### YOUR OBJECTIVE
The response should contain every record, reproduced exactly.

### TASK INPUT
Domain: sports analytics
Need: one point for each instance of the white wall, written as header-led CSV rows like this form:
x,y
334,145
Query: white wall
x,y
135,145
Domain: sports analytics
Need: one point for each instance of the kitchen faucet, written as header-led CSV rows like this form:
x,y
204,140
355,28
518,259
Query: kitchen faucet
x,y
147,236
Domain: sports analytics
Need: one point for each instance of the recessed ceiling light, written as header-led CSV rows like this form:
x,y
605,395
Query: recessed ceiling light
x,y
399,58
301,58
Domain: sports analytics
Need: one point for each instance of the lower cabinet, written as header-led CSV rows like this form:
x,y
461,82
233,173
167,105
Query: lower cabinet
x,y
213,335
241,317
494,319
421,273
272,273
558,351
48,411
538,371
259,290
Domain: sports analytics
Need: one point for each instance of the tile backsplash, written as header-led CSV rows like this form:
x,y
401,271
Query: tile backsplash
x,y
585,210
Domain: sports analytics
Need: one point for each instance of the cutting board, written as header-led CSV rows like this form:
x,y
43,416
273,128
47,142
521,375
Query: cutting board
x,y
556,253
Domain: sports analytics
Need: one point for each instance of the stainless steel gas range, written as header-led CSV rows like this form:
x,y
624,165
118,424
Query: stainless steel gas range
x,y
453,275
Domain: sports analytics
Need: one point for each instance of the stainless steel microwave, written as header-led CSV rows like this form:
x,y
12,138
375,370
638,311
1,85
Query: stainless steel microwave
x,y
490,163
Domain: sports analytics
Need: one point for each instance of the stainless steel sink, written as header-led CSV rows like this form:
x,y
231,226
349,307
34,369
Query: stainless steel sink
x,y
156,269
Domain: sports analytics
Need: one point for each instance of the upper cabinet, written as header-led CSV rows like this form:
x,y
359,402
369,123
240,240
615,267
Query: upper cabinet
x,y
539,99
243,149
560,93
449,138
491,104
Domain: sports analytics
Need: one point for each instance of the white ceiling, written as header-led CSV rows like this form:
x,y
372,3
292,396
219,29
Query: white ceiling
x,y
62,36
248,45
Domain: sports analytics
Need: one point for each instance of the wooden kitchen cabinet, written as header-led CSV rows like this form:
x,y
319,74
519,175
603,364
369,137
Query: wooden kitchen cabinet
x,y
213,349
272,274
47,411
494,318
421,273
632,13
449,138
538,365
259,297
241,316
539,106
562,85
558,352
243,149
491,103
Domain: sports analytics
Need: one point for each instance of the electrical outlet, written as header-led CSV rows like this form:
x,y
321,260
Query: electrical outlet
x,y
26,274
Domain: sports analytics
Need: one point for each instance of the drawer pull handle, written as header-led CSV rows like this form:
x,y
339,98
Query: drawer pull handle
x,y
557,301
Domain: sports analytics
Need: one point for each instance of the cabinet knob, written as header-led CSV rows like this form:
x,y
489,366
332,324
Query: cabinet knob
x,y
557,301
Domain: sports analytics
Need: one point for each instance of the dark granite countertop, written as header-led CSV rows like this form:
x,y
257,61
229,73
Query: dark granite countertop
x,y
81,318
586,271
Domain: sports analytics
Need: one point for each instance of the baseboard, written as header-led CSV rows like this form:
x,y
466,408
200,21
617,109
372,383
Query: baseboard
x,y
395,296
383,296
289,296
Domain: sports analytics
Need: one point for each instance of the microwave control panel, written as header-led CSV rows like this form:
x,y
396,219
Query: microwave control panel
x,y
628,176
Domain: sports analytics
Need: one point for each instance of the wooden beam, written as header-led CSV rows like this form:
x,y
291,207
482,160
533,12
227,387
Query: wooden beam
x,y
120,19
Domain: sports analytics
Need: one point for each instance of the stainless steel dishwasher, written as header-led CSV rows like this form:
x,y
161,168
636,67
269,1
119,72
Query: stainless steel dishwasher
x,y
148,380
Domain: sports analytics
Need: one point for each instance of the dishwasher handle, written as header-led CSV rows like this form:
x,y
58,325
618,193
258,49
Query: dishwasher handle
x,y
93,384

### FINISHED TASK
Domain: sports analytics
Need: one point for each instance of the white wall, written as header-led CSV rows like this form:
x,y
334,145
Query: white wall
x,y
135,145
Domain: sports analytics
Need: one point for each instance of the kitchen faucet, written as header-led CSV rows like this form:
x,y
204,140
355,28
518,259
Query: kitchen faucet
x,y
147,236
Domain: sports analytics
Need: one point for each instance of the recessed ceiling light, written as header-led CSV rows like this form:
x,y
605,395
Query: recessed ceiling light
x,y
399,58
301,58
Domain: sports analytics
Need: one point for each instance of the lower cabinet, written as header-led CSV rows like this form:
x,y
461,82
233,173
167,105
Query: lower cabinet
x,y
213,335
241,317
494,319
421,273
272,273
558,351
48,411
538,371
259,290
Domain: sports analytics
Need: one point for each instance of the tile backsplash, written as header-led CSV rows like this form:
x,y
401,271
Query: tile backsplash
x,y
585,210
Domain: sports analytics
Need: one point for each instance of the cutting board, written as header-led CSV rows like this form:
x,y
43,416
273,128
47,142
521,375
Query: cutting board
x,y
556,253
Domain: sports analytics
Need: one point for each instance of the stainless steel gas range, written as header-led CSV rows like this form:
x,y
624,165
118,424
Query: stainless steel gas range
x,y
453,275
Domain: sports analytics
Need: one point for each instance of the stainless steel microwave, written as header-led CSV rows like this form:
x,y
12,138
375,370
638,311
1,85
Query: stainless steel microwave
x,y
490,163
Domain: sports analytics
Need: one point for each instance of the stainless steel sink, written as header-led CSV rows like this form:
x,y
231,226
349,307
34,369
Query: stainless steel sink
x,y
156,269
Domain: sports analytics
Need: one point for each instance of the upper cabinet, written as header-led CSV rows like this form:
x,y
359,402
369,123
240,240
615,267
Query: upper cabinet
x,y
539,99
243,149
560,93
449,138
491,104
Domain: sports analytics
Need: one point for each instance of the white ceiling, written as header-led CSV rows like this form:
x,y
372,3
292,396
219,29
Query: white ceiling
x,y
62,36
248,45
Domain: sports analytics
Need: one point for each instance of the wooden kitchen cabinet, written as header-led CSV rows like this form:
x,y
319,74
519,175
603,364
369,137
Query: wooden kitchen cabinet
x,y
213,349
272,274
47,411
494,318
421,273
632,13
449,138
538,365
259,297
241,316
539,106
562,85
558,352
243,149
491,103
Domain: sports analytics
Need: one point for each instance of the electrical outlet, written as header-led CSV rows like this form:
x,y
321,260
Query: electrical outlet
x,y
26,274
Domain: sports analytics
Need: one point for each instance of the drawer pull handle, written as header-led CSV rows like this form:
x,y
339,98
Query: drawer pull handle
x,y
557,301
Domain: sports analytics
Need: one point for each instance of the cabinet knob, written as header-led CSV rows like this form:
x,y
489,366
332,324
Query: cabinet knob
x,y
557,301
Domain: sports analytics
Need: one point for each instance of the dark granite countertop, written as header-led CSV rows like this form:
x,y
257,61
229,73
Query: dark granite countertop
x,y
81,318
586,271
Domain: sports analytics
Need: one point for each instance of the baseboard, written as header-led CSV rows like this form:
x,y
466,408
200,21
617,109
372,383
Query: baseboard
x,y
395,296
383,296
289,296
Domain: sports analytics
Need: one point for each instance of the microwave control panel, written as header-led CSV rows like this form:
x,y
396,219
Query: microwave control panel
x,y
628,176
Domain: sports analytics
Need: one point for each instance of the wooden beam, written as header-led CSV rows like this form:
x,y
291,207
482,160
533,12
227,387
Query: wooden beam
x,y
120,19
Domain: sports analytics
Need: one point for each instance of the stainless steel dishwasher, written as header-led CSV rows like this form:
x,y
161,168
636,67
269,1
119,72
Query: stainless steel dishwasher
x,y
148,380
Domain: sports analytics
Need: one point for each instance of the dishwasher handle, written as header-led CSV rows like this form:
x,y
58,325
618,193
258,49
Query: dishwasher handle
x,y
93,384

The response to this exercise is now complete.